- [Records shown]

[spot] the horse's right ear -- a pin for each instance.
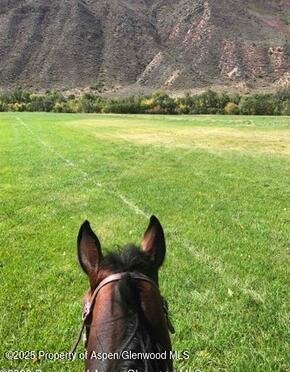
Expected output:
(89, 249)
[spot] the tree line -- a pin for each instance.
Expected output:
(208, 102)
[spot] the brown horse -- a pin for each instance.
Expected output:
(126, 318)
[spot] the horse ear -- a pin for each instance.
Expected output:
(89, 248)
(154, 241)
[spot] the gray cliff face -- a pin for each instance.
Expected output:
(170, 44)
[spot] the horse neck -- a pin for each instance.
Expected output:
(114, 330)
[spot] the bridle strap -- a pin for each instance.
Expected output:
(110, 279)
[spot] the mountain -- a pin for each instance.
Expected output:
(144, 44)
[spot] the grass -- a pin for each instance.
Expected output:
(219, 185)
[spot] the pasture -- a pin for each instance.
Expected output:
(220, 186)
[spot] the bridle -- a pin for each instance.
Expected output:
(110, 279)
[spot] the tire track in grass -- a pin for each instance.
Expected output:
(212, 263)
(70, 163)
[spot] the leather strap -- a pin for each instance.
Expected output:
(110, 279)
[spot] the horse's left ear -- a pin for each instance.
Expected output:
(89, 249)
(154, 241)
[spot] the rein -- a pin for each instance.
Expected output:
(114, 278)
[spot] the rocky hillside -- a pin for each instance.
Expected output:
(123, 44)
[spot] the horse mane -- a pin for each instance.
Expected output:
(139, 336)
(129, 259)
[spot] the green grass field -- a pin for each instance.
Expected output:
(220, 185)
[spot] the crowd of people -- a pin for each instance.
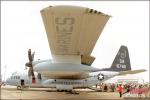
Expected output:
(128, 89)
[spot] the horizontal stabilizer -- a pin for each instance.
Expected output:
(131, 72)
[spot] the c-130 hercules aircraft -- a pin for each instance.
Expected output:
(72, 33)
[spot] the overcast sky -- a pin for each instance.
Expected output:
(22, 28)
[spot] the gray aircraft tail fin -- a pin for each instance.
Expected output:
(122, 60)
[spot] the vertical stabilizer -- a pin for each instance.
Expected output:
(122, 60)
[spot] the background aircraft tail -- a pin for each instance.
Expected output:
(122, 60)
(122, 64)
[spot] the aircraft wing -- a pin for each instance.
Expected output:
(72, 31)
(131, 72)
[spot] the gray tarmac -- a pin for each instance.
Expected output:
(11, 93)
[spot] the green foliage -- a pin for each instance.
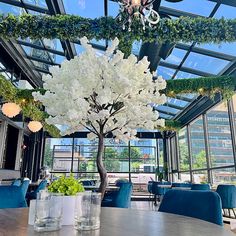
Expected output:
(184, 29)
(135, 153)
(203, 85)
(68, 186)
(109, 162)
(135, 165)
(48, 160)
(171, 125)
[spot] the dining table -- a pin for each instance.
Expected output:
(108, 188)
(117, 222)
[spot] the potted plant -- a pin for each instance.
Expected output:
(69, 186)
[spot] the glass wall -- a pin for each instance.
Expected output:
(136, 161)
(183, 150)
(219, 135)
(212, 155)
(197, 141)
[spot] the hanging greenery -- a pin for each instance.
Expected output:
(30, 108)
(184, 29)
(172, 125)
(207, 86)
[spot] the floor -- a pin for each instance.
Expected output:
(149, 206)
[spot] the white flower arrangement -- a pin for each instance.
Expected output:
(104, 94)
(105, 91)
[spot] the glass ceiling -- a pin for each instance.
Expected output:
(185, 61)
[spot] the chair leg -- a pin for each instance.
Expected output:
(155, 200)
(234, 212)
(224, 213)
(229, 213)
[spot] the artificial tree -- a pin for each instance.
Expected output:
(103, 93)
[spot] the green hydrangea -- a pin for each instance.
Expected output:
(69, 186)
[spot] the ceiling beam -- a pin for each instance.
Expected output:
(185, 69)
(206, 52)
(42, 61)
(40, 47)
(19, 61)
(28, 6)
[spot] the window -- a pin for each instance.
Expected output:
(197, 141)
(183, 149)
(219, 135)
(226, 175)
(200, 177)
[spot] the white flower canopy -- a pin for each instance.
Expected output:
(103, 93)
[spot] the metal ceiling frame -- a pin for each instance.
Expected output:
(57, 7)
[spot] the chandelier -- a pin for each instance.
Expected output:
(35, 126)
(11, 109)
(142, 9)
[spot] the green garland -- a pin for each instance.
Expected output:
(30, 108)
(207, 86)
(184, 29)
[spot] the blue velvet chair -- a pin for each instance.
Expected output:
(158, 191)
(204, 205)
(16, 182)
(181, 185)
(11, 197)
(200, 187)
(87, 183)
(228, 197)
(118, 181)
(121, 198)
(33, 194)
(149, 188)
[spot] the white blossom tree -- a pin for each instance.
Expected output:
(103, 93)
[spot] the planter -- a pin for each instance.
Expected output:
(69, 209)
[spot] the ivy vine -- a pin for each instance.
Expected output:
(207, 86)
(184, 29)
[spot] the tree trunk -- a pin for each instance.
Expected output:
(101, 169)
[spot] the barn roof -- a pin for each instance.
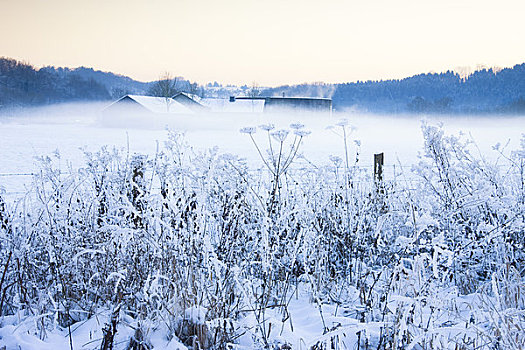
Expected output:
(238, 106)
(156, 104)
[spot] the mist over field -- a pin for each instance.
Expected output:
(287, 240)
(69, 128)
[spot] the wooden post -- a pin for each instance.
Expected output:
(378, 167)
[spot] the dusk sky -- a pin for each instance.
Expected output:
(270, 42)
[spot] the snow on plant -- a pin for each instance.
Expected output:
(215, 254)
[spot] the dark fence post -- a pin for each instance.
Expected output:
(378, 166)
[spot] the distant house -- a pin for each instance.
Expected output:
(233, 105)
(146, 105)
(191, 101)
(292, 104)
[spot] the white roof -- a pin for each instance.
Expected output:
(160, 104)
(238, 106)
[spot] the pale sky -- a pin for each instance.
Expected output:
(270, 42)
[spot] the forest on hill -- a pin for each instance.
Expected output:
(486, 91)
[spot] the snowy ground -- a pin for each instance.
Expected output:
(414, 296)
(69, 128)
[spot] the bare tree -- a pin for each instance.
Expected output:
(165, 87)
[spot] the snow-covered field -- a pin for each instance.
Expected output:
(188, 249)
(69, 129)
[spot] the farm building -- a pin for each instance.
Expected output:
(191, 101)
(146, 105)
(292, 104)
(233, 105)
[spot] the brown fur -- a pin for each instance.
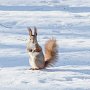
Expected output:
(39, 61)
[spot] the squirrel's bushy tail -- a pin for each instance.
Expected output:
(51, 52)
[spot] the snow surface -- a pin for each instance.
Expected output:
(66, 20)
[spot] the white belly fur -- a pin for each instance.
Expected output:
(32, 58)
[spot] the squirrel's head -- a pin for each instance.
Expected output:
(33, 37)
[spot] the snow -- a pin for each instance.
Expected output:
(67, 21)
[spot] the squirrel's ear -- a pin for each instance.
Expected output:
(35, 31)
(30, 31)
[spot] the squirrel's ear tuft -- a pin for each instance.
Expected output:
(35, 31)
(30, 31)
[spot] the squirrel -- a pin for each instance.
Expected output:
(37, 59)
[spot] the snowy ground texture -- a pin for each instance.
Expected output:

- [Requirements] Here the job is to quote the lines from the one with "[spot] the planter" through the end of the material, both included, exactly; please skip the pictures.

- [Reply to the task]
[spot] the planter -- a pin for each instance.
Expected output:
(69, 209)
[spot] the ivy vine -- a pin for each instance.
Expected output:
(207, 86)
(184, 29)
[spot] the tree trunk -- a pin for each instance.
Expected output:
(101, 169)
[spot] the barn roof -- a pin for each instance.
Expected output:
(238, 106)
(156, 104)
[spot] the mist over field -- a pin for each instance.
Expected output:
(287, 240)
(69, 128)
[spot] the wooden post -- a pin for each instance.
Expected output:
(378, 167)
[spot] the dusk sky -- a pin for each instance.
Expected output:
(270, 42)
[spot] the snow on plant -- a pin for each instance.
Expected output:
(215, 254)
[spot] the dark fence post -- a pin for each instance.
Expected output:
(378, 166)
[spot] the distant house -- a pin for each instance.
Expected output:
(233, 105)
(146, 105)
(191, 101)
(292, 104)
[spot] the white roof -- a pin for each instance.
Expected output:
(160, 104)
(238, 106)
[spot] the pale sky -- a pin for each instance.
Expected output:
(270, 42)
[spot] the forest on hill -- a pin for each instance.
Expected output:
(486, 91)
[spot] the snowy ground -- a pin for each instance.
Expected output:
(414, 296)
(69, 128)
[spot] the bare tree -- a pin for each instance.
Expected output:
(165, 87)
[spot] the snow-covered field -- a pin for each instance.
Expected output:
(188, 249)
(69, 129)
[spot] the farm building -- a pin for each instance.
Expected output:
(191, 101)
(146, 105)
(292, 104)
(233, 105)
[spot] the brown fur -- a pin for each instance.
Expected output:
(39, 61)
[spot] the squirrel's bushy tail -- a pin for each instance.
Expected output:
(51, 52)
[spot] the snow surface -- a pin for each instance.
Expected output:
(66, 20)
[spot] the white belly fur -- a pin for each instance.
Expected output:
(32, 58)
[spot] the squirrel's head -- a pin for each instance.
Expected output:
(33, 37)
[spot] the snow -- a pin for each instance.
Expected output:
(67, 21)
[spot] the squirrel's ear -- a pin for each instance.
Expected output:
(35, 31)
(30, 31)
[spot] the squirrel's ear tuft -- a pin for each instance.
Expected output:
(35, 31)
(30, 31)
[spot] the squirrel -- a pin for each instance.
Expected output:
(37, 59)
[spot] the snowy ground texture -- a pin for each instance.
Expected output:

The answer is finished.